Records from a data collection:
::::

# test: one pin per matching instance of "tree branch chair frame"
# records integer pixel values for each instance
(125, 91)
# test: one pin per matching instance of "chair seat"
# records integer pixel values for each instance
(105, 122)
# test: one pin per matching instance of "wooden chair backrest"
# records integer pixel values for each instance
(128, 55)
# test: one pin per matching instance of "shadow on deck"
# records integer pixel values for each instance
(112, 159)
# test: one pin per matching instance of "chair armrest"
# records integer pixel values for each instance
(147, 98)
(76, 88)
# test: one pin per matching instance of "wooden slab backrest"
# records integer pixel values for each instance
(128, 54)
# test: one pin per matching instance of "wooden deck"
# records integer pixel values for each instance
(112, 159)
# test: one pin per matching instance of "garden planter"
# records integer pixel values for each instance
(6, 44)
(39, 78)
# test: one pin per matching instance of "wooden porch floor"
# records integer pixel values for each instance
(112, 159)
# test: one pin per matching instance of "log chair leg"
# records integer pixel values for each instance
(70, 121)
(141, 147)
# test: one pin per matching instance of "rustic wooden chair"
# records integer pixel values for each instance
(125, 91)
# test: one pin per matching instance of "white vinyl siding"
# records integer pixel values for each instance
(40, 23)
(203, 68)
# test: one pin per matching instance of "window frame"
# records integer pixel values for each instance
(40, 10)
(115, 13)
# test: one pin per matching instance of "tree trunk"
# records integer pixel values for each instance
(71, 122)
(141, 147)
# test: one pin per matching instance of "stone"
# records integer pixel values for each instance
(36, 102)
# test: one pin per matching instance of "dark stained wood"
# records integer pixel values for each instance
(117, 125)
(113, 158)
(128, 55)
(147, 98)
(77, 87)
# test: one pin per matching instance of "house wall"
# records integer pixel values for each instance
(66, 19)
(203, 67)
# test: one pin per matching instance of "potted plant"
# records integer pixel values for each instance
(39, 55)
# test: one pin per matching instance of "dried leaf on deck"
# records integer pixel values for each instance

::::

## WORK TO BE COMPLETED
Print every entry exactly as written.

## ANSWER FOR THE TASK
# test: one pin per matching instance of "tree branch chair frame"
# records integer pixel values for each instance
(125, 91)
# test: one pin per matching instance of "chair seat"
# records integer pixel values for each instance
(105, 122)
# test: one pin per matching instance of "wooden chair backrest"
# records integer pixel values for each instance
(128, 55)
# test: one pin per matching instance of "shadow on deck"
# records integer pixel values for each instance
(112, 159)
# test: one pin per matching instance of "chair armrest"
# records integer pixel values for each instance
(147, 98)
(76, 88)
# test: one pin per matching instance of "wooden slab backrest"
# records integer pixel values for each instance
(128, 54)
# test: one pin per matching instance of "wooden deck"
# records integer pixel values for each instance
(112, 159)
# test: one pin per matching instance of "garden planter"
# records integer pixel values for each instance
(6, 44)
(39, 78)
# test: one pin per matching instance of "wooden porch floor"
# records integer pixel values for each instance
(112, 159)
# test: one pin per matching instance of "log chair leg"
# records integer pixel values for each instance
(70, 121)
(141, 147)
# test: one pin per matching instance of "rustic wooden chair"
# records integer pixel values for each instance
(125, 91)
# test: one pin per matching instance of "white vinyl siding"
# records integer pixel values for each instance
(40, 23)
(203, 68)
# test: one pin per matching instance of "window frame"
# records integer pixel values for each instance
(40, 10)
(115, 13)
# test: one pin per matching instance of "tree trunk"
# records integer pixel values for each instance
(71, 122)
(141, 147)
# test: one pin per matching instance of "stone"
# records integer pixel values for each instance
(36, 102)
# test: one pin per matching instance of "dark stained wood"
# records integer pixel values for each instance
(117, 125)
(113, 158)
(128, 55)
(147, 98)
(77, 87)
# test: one pin per matching instance of "house wall"
# records integer pixel values for each instance
(66, 19)
(203, 67)
# test: one pin per matching instance of "potted plant"
# records integer pixel values for each instance
(39, 55)
# test: one pin per matching instance of "dried leaf on deck"
# records integer pixel values for each instance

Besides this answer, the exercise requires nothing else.